• _WHAT YOU WILL DO_:
Return the exact lines from the one containing "Segment every instance" through the final line of the material below, with both ends kept.

• _SUPPLIED RECORDS_:
********************

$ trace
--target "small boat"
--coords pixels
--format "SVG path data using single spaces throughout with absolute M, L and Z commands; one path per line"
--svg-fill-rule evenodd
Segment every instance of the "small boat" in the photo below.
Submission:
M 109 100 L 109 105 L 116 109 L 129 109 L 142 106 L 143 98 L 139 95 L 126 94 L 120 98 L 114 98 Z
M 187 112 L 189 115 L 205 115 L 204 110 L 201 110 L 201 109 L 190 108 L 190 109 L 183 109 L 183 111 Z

********************

• _SOLUTION FOR THIS EXERCISE_:
Segment every instance of the "small boat" in the photo below.
Submission:
M 109 100 L 109 105 L 116 109 L 129 109 L 142 106 L 143 98 L 139 95 L 126 94 L 120 98 L 114 98 Z
M 187 112 L 189 115 L 205 115 L 204 110 L 201 110 L 201 109 L 190 108 L 190 109 L 183 109 L 183 111 Z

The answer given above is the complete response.